**Extract provided**
==================================================

In comparison to reformulating the computer's chips, reformulating the outside shell is a snap. The shining, coated plastics many computers have now are cobbled from a stew of materials that are not only unrecyclable, but also somewhat expensive. As mentioned above, NEC and HP have made forays into greener case design using exotic bio-plastics. Even simpler methods work as well--sleek aluminum cases are more robust and far more recyclable than plastic ones.
Giving Your Computer Nine Lives
For years, computer manufacturers have blithely packed hazardous substances into their gadgets, then let the whole pile of materials speedily obsolesce; but legislation and consumer activism is changing that. Their new laws requiring manufacturers to take back their own products when customers discard them is a simple but powerful force for changing the production process. Faced with disassembling parts and cycling them back into the fabrication process, companies are making more careful decisions about how those parts are assembled in the first place. Faced with disposal of their own toxic waste, companies are more motivated to eliminate the ingredients from production.
Companies in Europe who've been legally obliged to take back their productsthough they initially balked at the ideahave found that it actually helps their bottom lines, increasing efficiency in labor and materials, and thus saving money. A Panasonic television from 1984 had 39 plastic parts made from 13 different plastics, and took 140 seconds to disassemble. Their 2000-model television contained a mere eight plastic parts made from two types of plastic, and took 78 seconds to take apart (with a corresponding advantage in the time to assemble). Panasonic has a great illustration of this on their website.

==================================================

Referring expression pointing data:
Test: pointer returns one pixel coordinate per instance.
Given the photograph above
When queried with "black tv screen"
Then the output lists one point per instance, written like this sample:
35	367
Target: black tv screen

==================================================

**Task item A**
Please rewrite the passage on greener computer design from "Giving Your Computer" to "ingredients from production.", substituting "regulation" for "legislation".
**Task item B**
In the passage on greener computer design, translate this sentence into Spanish: "Faced with disposal of their own toxic waste, companies are more motivated to eliminate the ingredients from production."
**Task item C**
Carry the passage on greener computer design forward from its final sentence.

**Reply A**
Giving Your Computer Nine Lives
For years, computer manufacturers have blithely packed hazardous substances into their gadgets, then let the whole pile of materials speedily obsolesce; but regulation and consumer activism is changing that. Their new laws requiring manufacturers to take back their own products when customers discard them is a simple but powerful force for changing the production process. Faced with disassembling parts and cycling them back into the fabrication process, companies are making more careful decisions about how those parts are assembled in the first place. Faced with disposal of their own toxic waste, companies are more motivated to eliminate the ingredients from production.

**Reply B**
Al enfrentarse a la eliminación de sus propios residuos tóxicos, las empresas están más motivadas para eliminar los ingredientes de la producción.

**Reply C**
Dell recovered 36 million kilos of their products last year for reuse or recycling, and they plan to triple their product recovery by 2009. Their takebacks were not brought on by legislation, but by consumer activism--the Silicon Valley Toxics Coalition's "Toxic Dude" campaign, which had college students pressuring Dell to take back old computers, worked so well that Dell now gets it, and has exceeded its own recycling goals. Hewlett-Packard is another leader in recycling old machines--both their own and other companies'. They reuse what they can, then downcycle and dispose of the rest. It's far from being a perfect cradle-to-cradle system, but when all companies have to take back their products, much more design effort will go into creating self-perpetuating cycles of components and materials.
The best way to recycle a computer, however, is to keep it and upgrade it. After all, what do you really need a new computer for? A faster CPU, more memory, and more disk space. All these can be bought individually and replaced, in a well-designed machine. Most brand-name manufacturers are laggards here, making little effort to allow upgradeability of the CPU, though RAM and drives are easy to add. The vanguards of reusing computers are small service shops and resellers, making what are called "white box" systems cobbled together out of generic components, or souped-up older PCs. A few--like Berkeley, Californias Immaculate Computers--even make an effort to make their white boxes green by using lead-free solder. White-box systems are by their nature easy to upgrade or reconfigure, which also means they are easy to disassemble and recycle when you can't upgrade them anymore.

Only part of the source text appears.